-- start of Recorded data --

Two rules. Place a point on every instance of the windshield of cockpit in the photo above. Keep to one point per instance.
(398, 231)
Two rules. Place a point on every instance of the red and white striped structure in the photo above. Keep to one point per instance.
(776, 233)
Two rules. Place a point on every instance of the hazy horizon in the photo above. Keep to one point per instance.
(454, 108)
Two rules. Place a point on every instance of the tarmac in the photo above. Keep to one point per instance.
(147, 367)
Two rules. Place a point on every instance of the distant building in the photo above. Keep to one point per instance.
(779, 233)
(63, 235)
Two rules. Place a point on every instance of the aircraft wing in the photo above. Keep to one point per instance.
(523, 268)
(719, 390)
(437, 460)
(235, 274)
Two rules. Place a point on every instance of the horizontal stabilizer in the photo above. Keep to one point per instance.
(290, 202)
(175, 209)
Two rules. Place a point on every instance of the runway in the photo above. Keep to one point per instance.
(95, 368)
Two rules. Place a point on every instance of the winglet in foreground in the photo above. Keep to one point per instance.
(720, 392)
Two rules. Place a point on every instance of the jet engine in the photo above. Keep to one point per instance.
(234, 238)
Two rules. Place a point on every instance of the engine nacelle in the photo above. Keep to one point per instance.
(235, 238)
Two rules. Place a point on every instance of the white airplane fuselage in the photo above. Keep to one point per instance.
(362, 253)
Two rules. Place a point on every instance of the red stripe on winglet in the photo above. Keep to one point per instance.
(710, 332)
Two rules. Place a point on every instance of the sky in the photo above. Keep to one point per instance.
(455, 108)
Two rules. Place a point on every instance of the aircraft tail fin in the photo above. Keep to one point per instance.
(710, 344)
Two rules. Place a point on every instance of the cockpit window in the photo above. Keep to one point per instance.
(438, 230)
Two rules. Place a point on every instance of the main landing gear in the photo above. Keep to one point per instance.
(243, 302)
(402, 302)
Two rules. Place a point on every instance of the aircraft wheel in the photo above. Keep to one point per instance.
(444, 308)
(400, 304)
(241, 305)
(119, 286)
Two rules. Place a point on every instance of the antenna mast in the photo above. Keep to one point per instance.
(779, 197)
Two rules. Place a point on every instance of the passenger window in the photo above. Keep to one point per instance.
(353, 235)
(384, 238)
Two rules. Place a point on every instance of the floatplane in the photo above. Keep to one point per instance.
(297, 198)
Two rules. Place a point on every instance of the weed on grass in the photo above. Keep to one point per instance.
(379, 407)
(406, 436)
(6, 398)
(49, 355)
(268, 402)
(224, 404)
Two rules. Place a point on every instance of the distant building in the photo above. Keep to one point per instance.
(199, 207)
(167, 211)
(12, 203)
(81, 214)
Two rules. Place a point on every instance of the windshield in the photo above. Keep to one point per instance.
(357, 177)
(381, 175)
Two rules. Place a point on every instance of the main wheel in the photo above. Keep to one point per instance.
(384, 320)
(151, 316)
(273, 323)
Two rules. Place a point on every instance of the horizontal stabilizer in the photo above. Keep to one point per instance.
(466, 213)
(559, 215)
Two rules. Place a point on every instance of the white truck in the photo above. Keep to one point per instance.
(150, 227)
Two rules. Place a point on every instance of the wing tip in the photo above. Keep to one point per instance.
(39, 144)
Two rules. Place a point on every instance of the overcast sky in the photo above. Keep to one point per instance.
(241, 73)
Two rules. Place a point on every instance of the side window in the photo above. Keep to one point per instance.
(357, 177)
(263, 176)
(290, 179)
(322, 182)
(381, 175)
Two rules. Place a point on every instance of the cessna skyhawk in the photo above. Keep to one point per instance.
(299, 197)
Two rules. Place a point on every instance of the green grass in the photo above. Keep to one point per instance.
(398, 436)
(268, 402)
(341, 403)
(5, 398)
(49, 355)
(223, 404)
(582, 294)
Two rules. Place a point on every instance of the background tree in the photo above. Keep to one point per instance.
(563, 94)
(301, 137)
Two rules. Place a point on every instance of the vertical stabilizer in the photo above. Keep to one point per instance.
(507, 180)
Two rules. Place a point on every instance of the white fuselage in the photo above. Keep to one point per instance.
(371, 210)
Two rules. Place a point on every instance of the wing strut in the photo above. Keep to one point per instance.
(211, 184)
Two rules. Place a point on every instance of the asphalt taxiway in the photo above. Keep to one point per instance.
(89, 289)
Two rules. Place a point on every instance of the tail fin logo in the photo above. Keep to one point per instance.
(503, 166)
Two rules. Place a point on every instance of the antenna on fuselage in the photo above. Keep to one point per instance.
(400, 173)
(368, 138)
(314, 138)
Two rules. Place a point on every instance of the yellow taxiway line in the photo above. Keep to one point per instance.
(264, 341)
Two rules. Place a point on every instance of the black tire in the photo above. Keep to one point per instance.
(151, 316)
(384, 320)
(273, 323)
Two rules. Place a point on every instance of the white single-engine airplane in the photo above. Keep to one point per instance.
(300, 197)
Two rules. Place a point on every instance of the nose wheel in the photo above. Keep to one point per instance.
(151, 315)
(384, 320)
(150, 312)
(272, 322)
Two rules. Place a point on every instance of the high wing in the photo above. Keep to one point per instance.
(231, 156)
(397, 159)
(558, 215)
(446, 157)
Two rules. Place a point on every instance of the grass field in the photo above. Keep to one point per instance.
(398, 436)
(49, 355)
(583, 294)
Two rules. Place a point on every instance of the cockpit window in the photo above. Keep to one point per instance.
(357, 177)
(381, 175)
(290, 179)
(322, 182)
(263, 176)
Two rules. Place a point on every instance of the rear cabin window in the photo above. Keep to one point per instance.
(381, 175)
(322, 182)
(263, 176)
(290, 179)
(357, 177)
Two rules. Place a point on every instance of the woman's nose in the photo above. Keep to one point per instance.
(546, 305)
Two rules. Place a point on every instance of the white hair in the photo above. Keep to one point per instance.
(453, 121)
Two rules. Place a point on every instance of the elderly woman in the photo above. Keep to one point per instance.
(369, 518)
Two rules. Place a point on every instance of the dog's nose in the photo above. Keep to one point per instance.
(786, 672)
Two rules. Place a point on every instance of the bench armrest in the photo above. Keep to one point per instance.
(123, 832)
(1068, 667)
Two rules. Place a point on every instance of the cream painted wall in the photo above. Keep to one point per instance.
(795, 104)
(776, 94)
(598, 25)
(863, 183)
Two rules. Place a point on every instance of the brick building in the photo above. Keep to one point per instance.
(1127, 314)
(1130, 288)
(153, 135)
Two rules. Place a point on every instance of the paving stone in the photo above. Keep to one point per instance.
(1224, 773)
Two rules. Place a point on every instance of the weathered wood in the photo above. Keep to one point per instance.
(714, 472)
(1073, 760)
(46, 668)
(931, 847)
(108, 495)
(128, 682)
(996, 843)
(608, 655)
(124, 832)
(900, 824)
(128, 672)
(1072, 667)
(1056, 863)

-- end of Recorded data --

- **Exercise task**: Every line above needs to be retyped exactly.

- **The response**:
Two rules. Place a point on every instance of the windshield of cockpit in the photo above. Keep to one point per instance.
(398, 231)
Two rules. Place a point on every instance of the red and white striped structure in the photo above. Keep to one point per instance.
(776, 233)
Two rules. Place a point on every instance of the hazy horizon in the photo above. Keep to one point per instance.
(454, 108)
Two rules. Place a point on every instance of the tarmac in the photo above. Keep to one point per instance.
(147, 367)
Two rules. Place a point on every instance of the distant building in the photo above. Keep to one point per instance.
(779, 233)
(63, 235)
Two rules. Place a point on every instance of the aircraft wing in the photo above. Keep to one point per instance.
(523, 268)
(719, 390)
(437, 460)
(235, 274)
Two rules. Place a point on every instance of the horizontal stabilizer in the photo above. Keep to one point per instance.
(290, 202)
(175, 209)
Two rules. Place a point on every instance of the runway in the photo above. Keep to one point per instance.
(95, 368)
Two rules. Place a point on every instance of the winglet in foreground in the photo above. Keep to one point per instance.
(720, 392)
Two rules. Place a point on every instance of the jet engine in the photo above. Keep to one point per instance.
(234, 238)
Two rules. Place a point on every instance of the engine nacelle in the photo above. Keep to one point per instance.
(235, 238)
Two rules. Place a point on every instance of the white airplane fuselage in the photo above. Keep to one point per instance.
(362, 253)
Two rules. Place a point on every instance of the red stripe on winglet in the photo above. Keep to one point per instance.
(710, 332)
Two rules. Place a point on every instance of the sky in the photo above. Keep to one point per instance.
(455, 108)
Two rules. Place a point on every instance of the aircraft tail fin in the photo above. Keep to one point per instance.
(710, 344)
Two rules. Place a point on every instance of the cockpit window in the photo above. Keep to one point per instance.
(438, 230)
Two rules. Place a point on every instance of the main landing gear in the photo above. Keep to one point per instance.
(243, 302)
(402, 302)
Two rules. Place a point on every instance of the aircraft wheel in the photo above. Keep to one point per instance.
(444, 308)
(400, 304)
(241, 305)
(119, 286)
Two rules. Place a point on every instance of the antenna mast in the photo above. Keep to one point per instance.
(779, 197)
Two rules. Place a point on every instance of the passenger window in the photo above. Keep to one point per instance.
(353, 235)
(384, 238)
Two rules. Place a point on every instance of the floatplane in the photo above. Keep to one point per instance.
(297, 198)
Two rules. Place a point on every instance of the weed on grass in the photo above. Keep to one point per instance.
(379, 407)
(406, 436)
(6, 398)
(49, 355)
(268, 402)
(224, 404)
Two rules. Place a point on every instance of the distant building in the photo above. Keep to one point per instance.
(199, 207)
(167, 211)
(12, 203)
(81, 214)
Two rules. Place a point on every instance of the windshield in the photo above. Keep to one point per instance.
(357, 177)
(381, 175)
Two rules. Place a point on every instance of the main wheel in the photo above. Keep to one point per instance.
(384, 320)
(151, 316)
(273, 323)
Two rules. Place a point on every instance of the horizontal stabilizer in the photo above. Keep to one point per instance.
(466, 213)
(559, 215)
Two rules. Place a point on every instance of the white truck in the photo above. Keep to one point per instance.
(150, 227)
Two rules. Place a point on every instance of the wing tip in the photo above. Keep to one point per instance.
(39, 144)
Two rules. Place a point on every instance of the overcast sky in the photo above. Keep to one point per instance.
(241, 73)
Two rules. Place a point on every instance of the side window in the photo above. Keep to one point per instance.
(357, 177)
(263, 176)
(290, 179)
(322, 182)
(381, 175)
Two rules. Place a point on every instance of the cessna skyhawk in the photo above. Keep to one point per instance.
(299, 197)
Two rules. Place a point on every instance of the green grass in the photo above. Keep to one point per instance.
(398, 436)
(268, 402)
(341, 403)
(5, 398)
(49, 355)
(223, 404)
(582, 294)
Two rules. Place a point on every instance of the background tree in the photo above. Keep to one point per instance.
(563, 94)
(301, 137)
Two rules. Place a point on every instance of the vertical stabilizer in the photo above. Keep to one point per instance.
(507, 180)
Two rules. Place a point on every instance of the white fuselage in the photo above. Keep to one point per instance.
(371, 210)
Two rules. Place a point on every instance of the wing strut in the photo above. Keep to one point per instance.
(211, 184)
Two rules. Place a point on every instance of the asphalt taxiway in the photo above. Keep to one point per instance.
(89, 289)
Two rules. Place a point on every instance of the tail fin logo in the photo above. Keep to one point per instance.
(503, 166)
Two rules. Place a point on every instance of the antenna on fuselage in the photo above. Keep to one point per instance.
(400, 173)
(368, 138)
(314, 138)
Two rules. Place a point on every instance of the yellow taxiway line in the photo above. Keep to one point per instance.
(264, 341)
Two rules. Place a point on every instance of the black tire in the photo above. Keep to one point per instance.
(151, 316)
(384, 320)
(273, 323)
Two rules. Place a point on every instance of the white single-engine airplane in the photo above. Keep to one point per instance.
(300, 197)
Two rules. Place a point on every instance of the nose wheel in the photo above. Keep to one point per instance.
(151, 315)
(384, 320)
(150, 312)
(272, 322)
Two rules. Place a point on every instance of the high wing in the photo above. Keep to one point per instance.
(231, 156)
(397, 159)
(558, 215)
(446, 157)
Two rules. Place a point on every instance of the grass field in the photo above. Keep to one point per instance.
(398, 436)
(49, 355)
(583, 294)
Two rules. Place a point on every instance of the cockpit window in the photo above. Keep to one point per instance.
(357, 177)
(381, 175)
(290, 179)
(322, 182)
(263, 176)
Two rules. Place a point on every instance of the rear cabin window in the photo above. Keep to one point per instance.
(381, 175)
(322, 182)
(263, 176)
(290, 179)
(357, 177)
Two rules. Place a point on every instance of the woman's nose in the photo above. Keep to one point per instance.
(546, 305)
Two rules. Place a point on every instance of the white hair in the photo above. Keep to one point per instance.
(453, 121)
Two rules. Place a point on every instance of the elderly woman in the photo above. Keep to one point per instance.
(369, 518)
Two rules. Place a point on every instance of the dog's nose in the photo above. Keep to one point per instance.
(786, 672)
Two rules. Place a point on every instance of the bench armrest in the photo above. Keep to one point per instance.
(123, 832)
(1068, 667)
Two rules. Place a point on every instance of the cream painted wall in the photo above. Keep to one point per instance.
(795, 104)
(776, 94)
(598, 25)
(863, 183)
Two rules. Place a point on every instance of the brick building in the photo above. Keep to one point per instance.
(1127, 314)
(1130, 288)
(153, 135)
Two rules. Place a point on every instance of the paving stone in the photo above. Keep to one point per instance.
(1224, 773)
Two rules. Place a point on every instance of the weathered wood in the photo above. Keep to one point per instance.
(714, 472)
(1073, 760)
(46, 668)
(931, 847)
(108, 495)
(128, 682)
(996, 843)
(608, 655)
(124, 832)
(900, 824)
(128, 672)
(1072, 667)
(1056, 863)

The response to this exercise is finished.